» **EXERCISE AIM**: Repeat exactly, and only, the lines from the line containing "Target: vehicle tire" through the last line of the records below, including both.

» **Point-per-instance localization data**:
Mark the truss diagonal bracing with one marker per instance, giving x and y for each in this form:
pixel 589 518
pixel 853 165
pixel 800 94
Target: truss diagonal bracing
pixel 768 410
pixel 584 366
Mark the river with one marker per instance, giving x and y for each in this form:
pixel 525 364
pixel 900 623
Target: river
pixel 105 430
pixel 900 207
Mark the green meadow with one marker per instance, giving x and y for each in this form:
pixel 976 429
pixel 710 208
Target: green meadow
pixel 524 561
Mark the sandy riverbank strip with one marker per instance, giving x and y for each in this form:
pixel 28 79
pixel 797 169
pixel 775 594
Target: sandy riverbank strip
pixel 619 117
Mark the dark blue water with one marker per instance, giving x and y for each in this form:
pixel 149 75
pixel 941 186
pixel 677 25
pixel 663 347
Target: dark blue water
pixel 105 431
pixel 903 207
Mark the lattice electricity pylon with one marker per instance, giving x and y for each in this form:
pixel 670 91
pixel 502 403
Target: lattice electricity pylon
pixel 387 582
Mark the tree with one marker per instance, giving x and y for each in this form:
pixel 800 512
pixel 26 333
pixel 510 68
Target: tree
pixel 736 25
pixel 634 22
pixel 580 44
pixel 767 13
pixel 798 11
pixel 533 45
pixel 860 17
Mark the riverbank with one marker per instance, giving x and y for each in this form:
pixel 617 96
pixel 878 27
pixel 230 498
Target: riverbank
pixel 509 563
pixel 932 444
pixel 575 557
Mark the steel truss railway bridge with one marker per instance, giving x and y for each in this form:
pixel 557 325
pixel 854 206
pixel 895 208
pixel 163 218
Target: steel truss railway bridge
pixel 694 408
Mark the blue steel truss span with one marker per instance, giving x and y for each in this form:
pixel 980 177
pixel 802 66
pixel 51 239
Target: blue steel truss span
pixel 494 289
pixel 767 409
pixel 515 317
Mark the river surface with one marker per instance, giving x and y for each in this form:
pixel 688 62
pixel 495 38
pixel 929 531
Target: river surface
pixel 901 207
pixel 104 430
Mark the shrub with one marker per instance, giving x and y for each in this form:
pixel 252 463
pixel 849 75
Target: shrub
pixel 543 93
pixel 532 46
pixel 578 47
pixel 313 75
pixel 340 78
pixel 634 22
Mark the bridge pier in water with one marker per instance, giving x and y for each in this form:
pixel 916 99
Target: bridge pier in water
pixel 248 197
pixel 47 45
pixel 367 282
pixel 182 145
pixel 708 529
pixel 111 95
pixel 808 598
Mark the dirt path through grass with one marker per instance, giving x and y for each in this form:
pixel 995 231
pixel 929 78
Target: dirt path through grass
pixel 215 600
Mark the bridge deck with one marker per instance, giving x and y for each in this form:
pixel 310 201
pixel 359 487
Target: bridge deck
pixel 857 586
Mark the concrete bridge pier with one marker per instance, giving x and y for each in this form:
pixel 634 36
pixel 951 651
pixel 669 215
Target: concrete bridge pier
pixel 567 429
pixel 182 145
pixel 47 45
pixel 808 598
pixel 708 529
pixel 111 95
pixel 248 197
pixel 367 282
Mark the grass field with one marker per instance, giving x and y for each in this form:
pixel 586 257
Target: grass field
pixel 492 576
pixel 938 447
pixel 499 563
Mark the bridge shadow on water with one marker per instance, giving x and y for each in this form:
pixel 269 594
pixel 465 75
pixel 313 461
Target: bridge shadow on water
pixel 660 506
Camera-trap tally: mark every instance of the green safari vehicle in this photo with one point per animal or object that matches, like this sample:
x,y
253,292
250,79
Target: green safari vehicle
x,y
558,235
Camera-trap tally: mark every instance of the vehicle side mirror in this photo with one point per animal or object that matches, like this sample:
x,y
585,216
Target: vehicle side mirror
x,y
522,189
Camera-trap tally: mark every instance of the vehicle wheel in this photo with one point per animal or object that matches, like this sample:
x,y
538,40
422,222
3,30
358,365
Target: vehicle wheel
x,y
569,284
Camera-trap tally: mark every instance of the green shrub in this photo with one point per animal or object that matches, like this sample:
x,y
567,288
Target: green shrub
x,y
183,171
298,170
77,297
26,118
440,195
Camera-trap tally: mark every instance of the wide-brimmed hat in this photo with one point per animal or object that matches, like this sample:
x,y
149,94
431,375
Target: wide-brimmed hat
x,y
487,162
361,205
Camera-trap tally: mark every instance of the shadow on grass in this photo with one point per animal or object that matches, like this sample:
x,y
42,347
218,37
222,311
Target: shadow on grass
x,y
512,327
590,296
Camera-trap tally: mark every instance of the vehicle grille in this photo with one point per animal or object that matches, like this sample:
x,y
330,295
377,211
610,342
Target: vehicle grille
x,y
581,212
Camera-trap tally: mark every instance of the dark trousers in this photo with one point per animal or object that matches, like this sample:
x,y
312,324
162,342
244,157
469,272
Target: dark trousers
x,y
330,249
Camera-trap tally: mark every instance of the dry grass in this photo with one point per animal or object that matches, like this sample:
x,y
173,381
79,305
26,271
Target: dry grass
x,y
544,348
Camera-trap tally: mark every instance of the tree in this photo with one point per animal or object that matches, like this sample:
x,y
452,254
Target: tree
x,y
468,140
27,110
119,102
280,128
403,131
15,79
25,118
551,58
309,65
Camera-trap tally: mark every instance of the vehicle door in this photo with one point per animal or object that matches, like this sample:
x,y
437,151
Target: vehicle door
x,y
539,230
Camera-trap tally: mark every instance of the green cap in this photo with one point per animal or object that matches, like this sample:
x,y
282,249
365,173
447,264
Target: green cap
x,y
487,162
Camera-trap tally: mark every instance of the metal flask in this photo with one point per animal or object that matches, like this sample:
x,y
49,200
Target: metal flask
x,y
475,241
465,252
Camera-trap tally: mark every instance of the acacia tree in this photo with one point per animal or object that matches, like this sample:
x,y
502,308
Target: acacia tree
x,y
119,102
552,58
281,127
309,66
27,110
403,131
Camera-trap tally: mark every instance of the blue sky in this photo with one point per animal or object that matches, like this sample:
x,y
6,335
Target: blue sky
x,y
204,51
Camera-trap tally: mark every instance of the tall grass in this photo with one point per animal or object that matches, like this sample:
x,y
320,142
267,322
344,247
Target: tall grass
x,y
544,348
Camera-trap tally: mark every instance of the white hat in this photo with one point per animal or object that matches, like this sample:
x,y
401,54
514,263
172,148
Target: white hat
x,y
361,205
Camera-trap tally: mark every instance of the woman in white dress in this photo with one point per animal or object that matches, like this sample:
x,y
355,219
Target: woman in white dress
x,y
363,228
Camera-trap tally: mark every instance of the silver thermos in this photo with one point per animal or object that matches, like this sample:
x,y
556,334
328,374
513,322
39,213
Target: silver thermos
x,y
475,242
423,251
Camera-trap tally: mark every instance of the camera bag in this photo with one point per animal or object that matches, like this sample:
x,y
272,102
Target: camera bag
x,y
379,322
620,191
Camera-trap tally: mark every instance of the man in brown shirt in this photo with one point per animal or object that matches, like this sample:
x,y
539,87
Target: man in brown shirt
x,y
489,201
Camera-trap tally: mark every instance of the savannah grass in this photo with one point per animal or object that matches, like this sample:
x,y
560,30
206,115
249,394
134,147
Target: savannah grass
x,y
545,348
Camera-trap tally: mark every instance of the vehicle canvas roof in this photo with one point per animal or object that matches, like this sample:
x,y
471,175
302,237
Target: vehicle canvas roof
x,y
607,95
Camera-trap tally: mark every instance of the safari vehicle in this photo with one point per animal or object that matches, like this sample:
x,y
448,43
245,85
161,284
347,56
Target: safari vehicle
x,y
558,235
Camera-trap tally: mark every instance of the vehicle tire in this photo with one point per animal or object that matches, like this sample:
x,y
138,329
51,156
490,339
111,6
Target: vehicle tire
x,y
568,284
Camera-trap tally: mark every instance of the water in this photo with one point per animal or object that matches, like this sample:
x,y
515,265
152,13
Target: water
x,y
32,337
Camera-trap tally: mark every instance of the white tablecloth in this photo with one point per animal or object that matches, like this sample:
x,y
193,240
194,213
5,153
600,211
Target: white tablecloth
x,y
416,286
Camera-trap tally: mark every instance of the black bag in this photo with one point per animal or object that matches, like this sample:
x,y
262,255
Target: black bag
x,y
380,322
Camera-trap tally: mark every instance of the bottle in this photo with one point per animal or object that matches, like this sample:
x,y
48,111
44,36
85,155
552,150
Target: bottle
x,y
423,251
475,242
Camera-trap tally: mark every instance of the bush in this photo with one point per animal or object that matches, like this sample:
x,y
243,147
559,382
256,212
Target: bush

» **SOLUTION TO THIS EXERCISE**:
Target: vehicle tire
x,y
568,284
Camera-trap tally: mark every instance of the water in this photo with one point per animal or object that matches, like this sample:
x,y
515,265
152,13
Target: water
x,y
32,337
Camera-trap tally: mark every instance of the white tablecloth in this photo with one point per animal or object that matches, like this sample:
x,y
193,240
194,213
5,153
600,211
Target: white tablecloth
x,y
416,286
Camera-trap tally: mark every instance of the black bag in this photo with one point per animal or object that matches, like this sample:
x,y
262,255
Target: black bag
x,y
380,322
Camera-trap tally: mark every instance of the bottle in this photo with one point per animal or object that matches, like this sample:
x,y
48,111
44,36
85,155
552,150
Target: bottle
x,y
423,251
475,242
Camera-trap tally: mark every instance of the bush in this photo with one point per animal or object that matches, like this sample:
x,y
243,147
559,382
256,212
Target: bush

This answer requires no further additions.